[BRIEF 1]:
Reproduce the lines of the listing below exactly as they appear. Begin with the line containing "table. For each one, return a bounding box." and continue through the line containing "[302,288,307,354]", including both of those lines.

+++

Inside Pulse 12

Digital Tabletop: DDO Forgotten Realms Has Landed – The King’s Forest and Eveningstar

The Dungeons and Dragons Online world had been caught up in a spider-web of plots and plans by the Drow Goddess Lolth, the long hated and powerful spider-queen of Faerun, the Forgotten Realms Campaign Setting. She’s set her sights on Eberron, wanting to use the power of the Dragonshard crystals found there for her own purposes, but her realm, the Demonweb Pits, have started to swallow up Eberron in the process and have opened up a bridge between Faerun and Eberron, letting the DDO players over into a new set of areas, provided you’ve paid your toll, and Elminster, a powerful wizard mainstay of the Forgotten Realms setting, is there to guide you through how to stop the Drow Goddess from wiping out your world as you know it.

The developers at Turbine have been sowing the seeds for this new expansion for awhile, teasing players with a free quest series that set up your access to the new expansion, along with a great video tease featuring Lolth and one of her minions. I’ve been running around and savoring the expansion while I work up a review on it, as there is a lot to take in. The new areas aren’t quite like anything we’ve seen in DDO before, and you can easily see the design differences between the Forgotten Realms and Eberron, just in the buildings and explorer areas alone. Once you’ve entered the Demonweb Pits and gotten a brief escort from Elminster, you’re dumped outside a town called Eveningstar, which is nothing like Stormreach or the other settlements we’ve been to in Eberron at all. Even the rest shrines, something that’s never changed between any of the quests in Eberron, are markedly different visually. All of the Forgotten Realms areas have this kind of elegant fantasy feel to them, which does fit with that setting quite well. In fact, if you do a Google search for Eveningstar you’ll get a link to a Forgotten Realms wiki with a little bit of information on the town, and I’ll be damned if that map doesn’t look awfully like what we’ve got in DDO.

The new expansion is open for players from Heroic level 16 through the new Epic level cap of 25. More on Epic Destinies and the Epic levels in anther write-up. I just wanted to make mention that, if you have the expansion, you can get there before you hit the original level cap of 20 and start working on your Epic levels, which is good. Eveningstar acts quite a bit like the Harbor and Marketplace in Stormreach. It’s a quest and town hub, and has your trainers, quest chains, challenge and rewards traders, and of course, the mailbox and the tavern. There is no Guild Airship access here however, which makes sense given the lore, and you can go back to Eberron with ease by heading into the caves near Eveningstar and popping through the portal to the Demonweb Pits to get back to Eberron. Going that way, you can even go directly to your guild airship. Once you’re in Eberron, as long as you’ve done the quests to get out to Faerun, you can just click through into the entrance to the Demonweb pits and go directly back to Eveningstar. This method works a lot like what we have in game now through the Twelve to get to Shavrath, the Devil and Angel Battlefield to do the quests there, since it’s on another plane of existence from Eberron.

+++

[BRIEF 2]:
According to the article on the DDO Forgotten Realms expansion, which facilities and services does Eveningstar offer as a town hub? List each one.

Dataset records:
+++

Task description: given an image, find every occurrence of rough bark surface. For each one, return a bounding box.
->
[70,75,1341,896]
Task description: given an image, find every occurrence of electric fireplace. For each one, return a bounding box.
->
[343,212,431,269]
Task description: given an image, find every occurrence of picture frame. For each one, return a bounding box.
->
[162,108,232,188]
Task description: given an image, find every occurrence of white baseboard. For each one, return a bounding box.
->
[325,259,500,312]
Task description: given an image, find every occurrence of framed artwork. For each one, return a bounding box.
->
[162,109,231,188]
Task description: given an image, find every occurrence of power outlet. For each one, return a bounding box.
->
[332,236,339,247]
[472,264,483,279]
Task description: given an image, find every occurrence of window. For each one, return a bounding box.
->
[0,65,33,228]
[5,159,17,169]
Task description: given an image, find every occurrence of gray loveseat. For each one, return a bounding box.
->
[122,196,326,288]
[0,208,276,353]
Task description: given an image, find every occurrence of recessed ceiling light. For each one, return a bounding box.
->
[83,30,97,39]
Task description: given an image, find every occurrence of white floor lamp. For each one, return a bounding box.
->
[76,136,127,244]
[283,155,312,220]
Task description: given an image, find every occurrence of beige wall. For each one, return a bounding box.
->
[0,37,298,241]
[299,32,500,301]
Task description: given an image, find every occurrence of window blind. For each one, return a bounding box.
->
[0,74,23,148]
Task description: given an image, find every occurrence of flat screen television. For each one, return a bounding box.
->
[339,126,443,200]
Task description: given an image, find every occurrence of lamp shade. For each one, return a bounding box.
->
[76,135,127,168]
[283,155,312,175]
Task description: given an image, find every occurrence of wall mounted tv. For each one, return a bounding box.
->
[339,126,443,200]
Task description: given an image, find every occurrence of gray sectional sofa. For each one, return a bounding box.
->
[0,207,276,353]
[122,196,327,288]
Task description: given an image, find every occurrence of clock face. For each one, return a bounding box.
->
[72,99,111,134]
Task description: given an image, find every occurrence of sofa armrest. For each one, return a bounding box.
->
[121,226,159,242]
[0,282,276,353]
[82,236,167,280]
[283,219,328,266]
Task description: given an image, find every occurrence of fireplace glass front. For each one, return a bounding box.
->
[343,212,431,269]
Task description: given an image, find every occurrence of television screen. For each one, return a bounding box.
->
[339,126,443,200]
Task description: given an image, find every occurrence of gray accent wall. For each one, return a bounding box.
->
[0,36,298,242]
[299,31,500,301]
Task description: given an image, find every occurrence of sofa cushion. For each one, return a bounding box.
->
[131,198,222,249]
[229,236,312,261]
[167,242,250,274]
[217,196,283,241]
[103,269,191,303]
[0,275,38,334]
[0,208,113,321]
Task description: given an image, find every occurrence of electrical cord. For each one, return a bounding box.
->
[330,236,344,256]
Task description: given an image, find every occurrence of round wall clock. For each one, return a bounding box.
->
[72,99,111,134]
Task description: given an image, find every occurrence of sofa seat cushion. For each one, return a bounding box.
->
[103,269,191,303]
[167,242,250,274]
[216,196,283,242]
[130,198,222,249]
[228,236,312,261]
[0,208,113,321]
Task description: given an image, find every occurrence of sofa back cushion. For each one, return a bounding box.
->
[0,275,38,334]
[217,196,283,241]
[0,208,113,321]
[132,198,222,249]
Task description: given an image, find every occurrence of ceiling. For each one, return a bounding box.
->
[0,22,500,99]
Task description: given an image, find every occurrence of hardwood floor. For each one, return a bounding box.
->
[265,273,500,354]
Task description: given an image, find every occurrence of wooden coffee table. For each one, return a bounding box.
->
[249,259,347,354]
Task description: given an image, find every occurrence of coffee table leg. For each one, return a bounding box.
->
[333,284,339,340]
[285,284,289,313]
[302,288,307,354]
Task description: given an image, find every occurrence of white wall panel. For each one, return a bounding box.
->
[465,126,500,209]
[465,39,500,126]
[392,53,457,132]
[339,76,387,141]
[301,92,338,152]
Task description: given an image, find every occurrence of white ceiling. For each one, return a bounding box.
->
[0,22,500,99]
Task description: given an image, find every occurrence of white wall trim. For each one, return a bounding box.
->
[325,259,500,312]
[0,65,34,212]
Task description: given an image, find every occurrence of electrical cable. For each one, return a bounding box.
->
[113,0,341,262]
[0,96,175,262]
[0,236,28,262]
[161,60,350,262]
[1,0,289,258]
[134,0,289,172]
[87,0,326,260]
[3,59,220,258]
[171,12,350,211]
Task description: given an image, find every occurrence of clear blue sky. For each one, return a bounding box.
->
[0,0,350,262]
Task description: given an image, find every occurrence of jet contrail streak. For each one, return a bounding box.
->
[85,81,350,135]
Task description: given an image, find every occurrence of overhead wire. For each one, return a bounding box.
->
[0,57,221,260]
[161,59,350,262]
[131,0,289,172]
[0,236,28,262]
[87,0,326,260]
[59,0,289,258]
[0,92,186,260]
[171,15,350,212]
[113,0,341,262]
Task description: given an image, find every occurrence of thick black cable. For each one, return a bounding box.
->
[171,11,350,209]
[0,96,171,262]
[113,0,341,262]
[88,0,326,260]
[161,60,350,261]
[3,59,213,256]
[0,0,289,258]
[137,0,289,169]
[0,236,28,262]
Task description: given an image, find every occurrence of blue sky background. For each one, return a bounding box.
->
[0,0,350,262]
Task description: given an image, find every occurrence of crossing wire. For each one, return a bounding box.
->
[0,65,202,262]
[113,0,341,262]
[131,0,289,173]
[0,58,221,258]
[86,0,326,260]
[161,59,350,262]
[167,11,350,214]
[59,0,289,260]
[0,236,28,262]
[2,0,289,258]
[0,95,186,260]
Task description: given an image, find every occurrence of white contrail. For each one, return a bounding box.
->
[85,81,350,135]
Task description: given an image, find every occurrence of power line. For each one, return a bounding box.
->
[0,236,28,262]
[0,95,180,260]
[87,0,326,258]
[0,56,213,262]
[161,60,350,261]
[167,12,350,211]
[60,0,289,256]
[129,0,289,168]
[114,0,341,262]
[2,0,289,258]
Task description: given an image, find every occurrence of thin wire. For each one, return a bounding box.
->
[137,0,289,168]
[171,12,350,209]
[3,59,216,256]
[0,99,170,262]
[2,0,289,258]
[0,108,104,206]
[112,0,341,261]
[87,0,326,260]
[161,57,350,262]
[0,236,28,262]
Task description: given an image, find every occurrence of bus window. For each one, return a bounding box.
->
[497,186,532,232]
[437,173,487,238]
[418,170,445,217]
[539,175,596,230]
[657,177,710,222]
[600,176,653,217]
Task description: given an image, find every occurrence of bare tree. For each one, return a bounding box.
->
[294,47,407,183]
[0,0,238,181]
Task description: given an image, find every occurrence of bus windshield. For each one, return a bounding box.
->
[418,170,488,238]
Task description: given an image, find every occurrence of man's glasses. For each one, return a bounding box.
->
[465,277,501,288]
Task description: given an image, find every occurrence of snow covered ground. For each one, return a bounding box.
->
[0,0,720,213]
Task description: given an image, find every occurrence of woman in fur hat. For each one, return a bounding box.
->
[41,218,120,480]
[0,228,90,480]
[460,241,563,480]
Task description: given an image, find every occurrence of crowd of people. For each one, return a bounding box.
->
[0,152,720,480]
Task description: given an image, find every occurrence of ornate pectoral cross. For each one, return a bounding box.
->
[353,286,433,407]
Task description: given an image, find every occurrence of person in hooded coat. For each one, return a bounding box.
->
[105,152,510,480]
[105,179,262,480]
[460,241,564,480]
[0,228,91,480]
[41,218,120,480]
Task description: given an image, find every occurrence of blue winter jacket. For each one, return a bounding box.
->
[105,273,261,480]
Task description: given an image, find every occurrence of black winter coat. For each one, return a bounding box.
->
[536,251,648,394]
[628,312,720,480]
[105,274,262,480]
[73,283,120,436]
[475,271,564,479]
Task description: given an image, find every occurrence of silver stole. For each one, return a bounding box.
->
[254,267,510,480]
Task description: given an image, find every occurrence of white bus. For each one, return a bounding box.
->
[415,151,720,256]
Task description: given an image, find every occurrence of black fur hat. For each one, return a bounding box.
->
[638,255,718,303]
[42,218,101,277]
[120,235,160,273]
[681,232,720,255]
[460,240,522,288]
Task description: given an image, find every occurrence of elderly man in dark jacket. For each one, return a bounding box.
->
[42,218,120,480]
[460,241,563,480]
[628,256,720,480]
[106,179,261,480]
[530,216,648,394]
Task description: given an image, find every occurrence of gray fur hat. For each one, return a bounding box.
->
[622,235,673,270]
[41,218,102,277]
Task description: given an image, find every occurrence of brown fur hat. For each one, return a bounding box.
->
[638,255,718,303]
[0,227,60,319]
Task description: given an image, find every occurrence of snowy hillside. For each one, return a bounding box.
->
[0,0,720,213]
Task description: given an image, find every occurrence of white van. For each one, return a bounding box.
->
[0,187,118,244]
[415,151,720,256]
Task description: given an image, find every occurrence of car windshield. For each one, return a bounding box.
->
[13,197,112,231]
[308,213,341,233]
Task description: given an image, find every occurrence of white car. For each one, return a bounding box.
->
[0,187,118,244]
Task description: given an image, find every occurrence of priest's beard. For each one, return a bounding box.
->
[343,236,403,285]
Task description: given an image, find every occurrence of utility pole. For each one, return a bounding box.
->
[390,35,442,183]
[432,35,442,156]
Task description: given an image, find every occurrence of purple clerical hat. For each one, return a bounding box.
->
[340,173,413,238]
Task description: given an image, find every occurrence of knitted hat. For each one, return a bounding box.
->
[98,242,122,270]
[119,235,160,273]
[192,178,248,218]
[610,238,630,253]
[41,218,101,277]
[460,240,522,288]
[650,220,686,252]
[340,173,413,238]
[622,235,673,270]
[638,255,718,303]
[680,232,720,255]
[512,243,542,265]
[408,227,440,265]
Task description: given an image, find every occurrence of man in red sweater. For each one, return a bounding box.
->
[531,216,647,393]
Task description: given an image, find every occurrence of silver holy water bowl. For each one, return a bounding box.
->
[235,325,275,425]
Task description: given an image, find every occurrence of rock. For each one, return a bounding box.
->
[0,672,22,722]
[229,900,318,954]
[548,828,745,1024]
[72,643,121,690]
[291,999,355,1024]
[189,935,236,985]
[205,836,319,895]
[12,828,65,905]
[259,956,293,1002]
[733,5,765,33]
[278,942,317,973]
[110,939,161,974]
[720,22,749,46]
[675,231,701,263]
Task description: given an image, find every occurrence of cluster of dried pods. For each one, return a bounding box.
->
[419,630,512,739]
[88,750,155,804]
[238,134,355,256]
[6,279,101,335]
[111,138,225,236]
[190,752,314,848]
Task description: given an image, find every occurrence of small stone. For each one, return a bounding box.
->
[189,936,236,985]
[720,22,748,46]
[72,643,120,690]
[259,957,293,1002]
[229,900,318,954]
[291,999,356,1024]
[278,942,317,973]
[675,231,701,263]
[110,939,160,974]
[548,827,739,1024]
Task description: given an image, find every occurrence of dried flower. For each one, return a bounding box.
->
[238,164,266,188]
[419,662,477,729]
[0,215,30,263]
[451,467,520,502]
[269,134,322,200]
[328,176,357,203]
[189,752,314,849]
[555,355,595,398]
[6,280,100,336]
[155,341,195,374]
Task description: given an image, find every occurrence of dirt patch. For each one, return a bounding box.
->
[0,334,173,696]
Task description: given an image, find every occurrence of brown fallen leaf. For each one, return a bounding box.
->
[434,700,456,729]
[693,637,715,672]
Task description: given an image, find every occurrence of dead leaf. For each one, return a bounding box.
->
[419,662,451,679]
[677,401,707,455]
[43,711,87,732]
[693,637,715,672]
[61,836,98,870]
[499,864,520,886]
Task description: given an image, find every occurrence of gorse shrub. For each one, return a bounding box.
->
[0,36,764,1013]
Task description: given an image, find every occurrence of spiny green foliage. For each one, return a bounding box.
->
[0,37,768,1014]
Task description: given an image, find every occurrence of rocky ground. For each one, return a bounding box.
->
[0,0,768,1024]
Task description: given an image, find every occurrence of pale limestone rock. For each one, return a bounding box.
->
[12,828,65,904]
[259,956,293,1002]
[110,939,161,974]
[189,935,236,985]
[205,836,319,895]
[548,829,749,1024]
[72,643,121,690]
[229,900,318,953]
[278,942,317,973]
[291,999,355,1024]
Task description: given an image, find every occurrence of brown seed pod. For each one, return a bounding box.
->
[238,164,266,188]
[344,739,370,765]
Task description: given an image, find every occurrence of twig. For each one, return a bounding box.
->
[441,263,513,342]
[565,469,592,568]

+++

[EXPECTED OUTPUT 1]:
Task description: given an image, find every occurrence of wooden coffee table. For each one, return a bounding box.
->
[249,259,347,354]
Task description: given an image, find every occurrence of coffee table leg. For each one, return a bounding box.
->
[333,284,339,340]
[285,284,289,313]
[302,288,307,354]

[EXPECTED OUTPUT 2]:
- Trainers
- Quest chains
- Challenge and rewards traders
- The mailbox
- The tavern